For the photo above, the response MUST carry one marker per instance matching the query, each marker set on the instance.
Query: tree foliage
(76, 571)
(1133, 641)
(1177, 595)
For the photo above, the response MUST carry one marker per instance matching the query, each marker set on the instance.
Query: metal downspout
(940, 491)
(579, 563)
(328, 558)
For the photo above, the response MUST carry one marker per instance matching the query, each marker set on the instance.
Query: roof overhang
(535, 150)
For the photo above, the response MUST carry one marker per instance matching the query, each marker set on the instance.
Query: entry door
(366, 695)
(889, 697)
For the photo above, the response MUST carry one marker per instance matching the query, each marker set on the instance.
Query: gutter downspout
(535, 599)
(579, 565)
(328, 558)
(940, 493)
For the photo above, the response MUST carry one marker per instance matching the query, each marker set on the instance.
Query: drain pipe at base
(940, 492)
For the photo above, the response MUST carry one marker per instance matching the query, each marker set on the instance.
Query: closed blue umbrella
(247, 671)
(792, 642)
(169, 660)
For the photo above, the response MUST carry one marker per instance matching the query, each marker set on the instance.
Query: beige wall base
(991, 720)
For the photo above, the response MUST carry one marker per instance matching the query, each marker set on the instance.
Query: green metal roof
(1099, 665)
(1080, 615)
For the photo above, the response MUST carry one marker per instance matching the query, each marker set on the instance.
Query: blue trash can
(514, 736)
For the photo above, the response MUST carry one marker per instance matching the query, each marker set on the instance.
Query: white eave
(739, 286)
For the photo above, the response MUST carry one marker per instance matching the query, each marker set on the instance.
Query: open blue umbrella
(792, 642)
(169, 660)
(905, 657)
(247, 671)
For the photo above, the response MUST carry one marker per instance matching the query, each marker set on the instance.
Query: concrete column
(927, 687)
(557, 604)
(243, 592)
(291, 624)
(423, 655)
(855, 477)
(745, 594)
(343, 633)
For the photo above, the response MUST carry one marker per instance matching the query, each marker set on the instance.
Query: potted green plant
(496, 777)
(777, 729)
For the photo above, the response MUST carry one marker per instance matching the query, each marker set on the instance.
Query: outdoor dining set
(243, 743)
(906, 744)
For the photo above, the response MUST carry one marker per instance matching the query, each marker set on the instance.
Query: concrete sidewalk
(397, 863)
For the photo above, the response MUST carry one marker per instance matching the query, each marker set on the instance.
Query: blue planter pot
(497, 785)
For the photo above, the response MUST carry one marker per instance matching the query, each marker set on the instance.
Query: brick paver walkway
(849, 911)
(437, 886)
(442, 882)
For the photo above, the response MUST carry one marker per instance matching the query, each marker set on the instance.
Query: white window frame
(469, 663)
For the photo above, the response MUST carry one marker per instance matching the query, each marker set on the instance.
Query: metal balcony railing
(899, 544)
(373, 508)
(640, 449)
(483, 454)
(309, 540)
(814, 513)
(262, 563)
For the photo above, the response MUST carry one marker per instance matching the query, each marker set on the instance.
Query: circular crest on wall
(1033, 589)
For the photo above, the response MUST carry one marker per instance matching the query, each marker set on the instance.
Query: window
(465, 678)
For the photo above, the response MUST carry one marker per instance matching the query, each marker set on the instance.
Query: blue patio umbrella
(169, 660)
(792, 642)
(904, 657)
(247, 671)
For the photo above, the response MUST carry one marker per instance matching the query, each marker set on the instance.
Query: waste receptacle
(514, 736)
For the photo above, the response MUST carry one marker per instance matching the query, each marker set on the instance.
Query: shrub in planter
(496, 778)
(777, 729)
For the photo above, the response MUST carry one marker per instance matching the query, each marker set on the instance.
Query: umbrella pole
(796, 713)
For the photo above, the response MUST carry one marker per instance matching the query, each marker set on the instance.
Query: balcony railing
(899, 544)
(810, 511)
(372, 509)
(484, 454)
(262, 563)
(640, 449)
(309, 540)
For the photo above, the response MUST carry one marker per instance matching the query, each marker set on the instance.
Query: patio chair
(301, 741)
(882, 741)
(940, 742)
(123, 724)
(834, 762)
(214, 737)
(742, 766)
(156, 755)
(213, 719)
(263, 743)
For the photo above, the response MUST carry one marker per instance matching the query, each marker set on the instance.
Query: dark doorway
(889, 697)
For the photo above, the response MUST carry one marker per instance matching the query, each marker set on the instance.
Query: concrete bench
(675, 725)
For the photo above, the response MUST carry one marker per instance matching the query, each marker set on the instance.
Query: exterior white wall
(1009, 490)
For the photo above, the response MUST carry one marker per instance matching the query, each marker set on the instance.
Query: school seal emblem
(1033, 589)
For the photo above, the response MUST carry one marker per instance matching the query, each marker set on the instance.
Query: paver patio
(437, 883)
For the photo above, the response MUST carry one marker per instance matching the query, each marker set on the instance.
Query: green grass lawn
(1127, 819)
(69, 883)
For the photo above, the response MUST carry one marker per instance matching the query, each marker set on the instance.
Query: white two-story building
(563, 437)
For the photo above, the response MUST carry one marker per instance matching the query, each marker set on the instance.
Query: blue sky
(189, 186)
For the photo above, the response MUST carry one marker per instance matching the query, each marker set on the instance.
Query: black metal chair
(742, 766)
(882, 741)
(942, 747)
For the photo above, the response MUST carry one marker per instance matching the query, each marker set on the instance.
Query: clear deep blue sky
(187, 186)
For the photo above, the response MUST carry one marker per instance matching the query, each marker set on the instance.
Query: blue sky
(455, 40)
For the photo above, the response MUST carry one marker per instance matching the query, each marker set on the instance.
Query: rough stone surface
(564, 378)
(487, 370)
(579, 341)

┄┄┄┄┄┄

→ Your assignment
Repeat the data precisely, reproducing every entry.

→ Your solution
For the photo above, the response MUST carry one marker per instance matching the query, each marker set on the instance.
Query: tree foliage
(76, 571)
(1133, 641)
(1177, 595)
For the photo above, the response MUST carry one marker per instance matching the query, each marker set on the instance.
Query: metal downspout
(940, 491)
(579, 563)
(328, 558)
For the photo above, the response MUST carry one marker per instance matching the query, each marker set on the instance.
Query: roof overhang
(535, 150)
For the photo above, the response MUST carry one marker per instance matching the query, each marker set on the instance.
Query: entry door
(366, 695)
(889, 697)
For the photo above, the response MUST carry one marker per instance matching the query, each marker set on the instance.
Query: gutter downspout
(535, 599)
(579, 565)
(328, 558)
(940, 493)
For the photo above, the response MUST carry one marker per instance matching the query, each marker set on the instance.
Query: drain pipe at base
(940, 492)
For the photo above, the response MUST carry one marker per instance matching the query, each marker set on the instance.
Query: closed blue umbrella
(247, 671)
(792, 642)
(169, 660)
For the photo above, the response MUST carry one marker per instance matching the query, each marker set on the instance.
Query: beige wall base
(991, 720)
For the photo above, the response MUST carry one marker per instance matching the query, each marker set on the instance.
Query: green metal roof
(1099, 665)
(1080, 615)
For the photo above, the response MUST carry one marker per instance matching the query, each marker set on the instance.
Query: blue trash can
(514, 736)
For the photo above, the response MUST carry one marker per instance matching the query, each marker set on the instance.
Query: white eave
(739, 286)
For the photo above, the response MUST carry one marker per instance matching the query, each marker set on the instance.
Query: open blue umbrella
(792, 642)
(169, 660)
(905, 657)
(247, 671)
For the photo above, the response MUST carry one marker per instance matching the query, each marker set on the instance.
Query: concrete column
(927, 687)
(557, 604)
(243, 592)
(291, 624)
(423, 655)
(855, 477)
(745, 594)
(343, 633)
For the photo above, the response MUST carry one marker per instance matching the query, each marker set on the instance.
Query: potted green plant
(496, 777)
(777, 729)
For the photo above, the response MUST carry one marker per instance matching the query, each marker set on the instance.
Query: outdoor dining set
(243, 743)
(906, 744)
For the photo above, the response MUST carry one marker per instance matching the query, each marker set on the instance.
Query: concrete sidewalk
(397, 863)
For the photo above, the response MUST carry one marker per instance matching the query, each marker set on the instance.
Query: blue planter pot
(497, 785)
For the photo above, the response MUST carry one marker per instance matching the query, each marker set on the instance.
Query: brick paver walkway
(849, 911)
(437, 886)
(442, 882)
For the photo above, the response MUST carry one marker per instance matching the query, each marker set on the instance.
Query: white window frame
(469, 663)
For the photo above, the response MUST carry one marker per instance matching the query, each marker set on the instance.
Query: metal balcony railing
(899, 544)
(373, 508)
(640, 449)
(483, 454)
(309, 540)
(814, 513)
(262, 563)
For the photo above, the response MUST carry one marker per instance matching the query, each marker set on the instance.
Query: circular crest on wall
(1033, 589)
For the photo above, the response MUST carry one marker per instance matching the query, each marker set on the instance.
Query: window
(465, 678)
For the photo above, the response MUST carry one marker per instance matching the query, each marker set on the instance.
Query: blue patio umbrella
(169, 660)
(792, 642)
(904, 657)
(247, 671)
For the photo above, the response MUST carry one marker per instance matching the query, each marker set on the instance.
Query: waste receptacle
(514, 736)
For the photo above, the response MUST carry one marker per instance matching the query, each marker set on the instance.
Query: shrub in planter
(496, 778)
(777, 729)
For the photo above, the response MUST carry one marker per instance matching the query, each marker set on the instance.
Query: umbrella pole
(796, 713)
For the photo above, the response MUST carry one marker per instance matching the query, each marker set on the instance.
Query: balcony railing
(899, 544)
(810, 511)
(372, 509)
(484, 454)
(262, 563)
(640, 449)
(309, 540)
For the photo above, the response MUST carry one marker per instance matching the query, each marker set on the instance.
Query: patio chair
(301, 741)
(882, 741)
(940, 742)
(123, 724)
(834, 762)
(214, 737)
(742, 766)
(156, 755)
(213, 719)
(263, 743)
For the photo above, the response MUST carry one marker per instance matching the query, each marker set on the instance.
Query: dark doorway
(889, 697)
For the photo above, the response MUST carry one marker per instance matching the query, each marker set on the instance.
Query: concrete bench
(675, 725)
For the photo above, the response MUST carry one marker per instance matching the query, each marker set on the instance.
Query: exterior white wall
(1009, 490)
For the photo above, the response MUST carry one marker per instance matching the query, each marker set on the instance.
Query: school seal emblem
(1033, 589)
For the photo above, the response MUST carry one marker per instance matching the query, each marker set on the instance.
Query: paver patio
(437, 883)
For the photo above, the response MUST carry one marker per instance matching the query, each marker set on the instance.
Query: green grass lawn
(1127, 819)
(69, 883)
For the photo above, the response MUST carry one marker per instance matching the query, each marker set on the instance.
Query: white two-story building
(563, 437)
For the photo above, the response MUST carry one marker per instance matching the query, each marker set on the instance.
Query: blue sky
(189, 186)
For the photo above, the response MUST carry one marker per instance matching the query, each marker set on the instance.
Query: black metal chair
(742, 766)
(882, 741)
(942, 747)
For the photo above, the response MUST carry one marker per instance matching the query, each marker set on the instance.
Query: clear deep blue sky
(187, 186)
For the photo above, the response MUST carry one marker per instance matching the query, each marker set on the instance.
Query: blue sky
(455, 40)
For the photo above, the response MUST carry one marker per instance matching the query, each marker set on the instance.
Query: rough stone surface
(564, 378)
(487, 370)
(579, 341)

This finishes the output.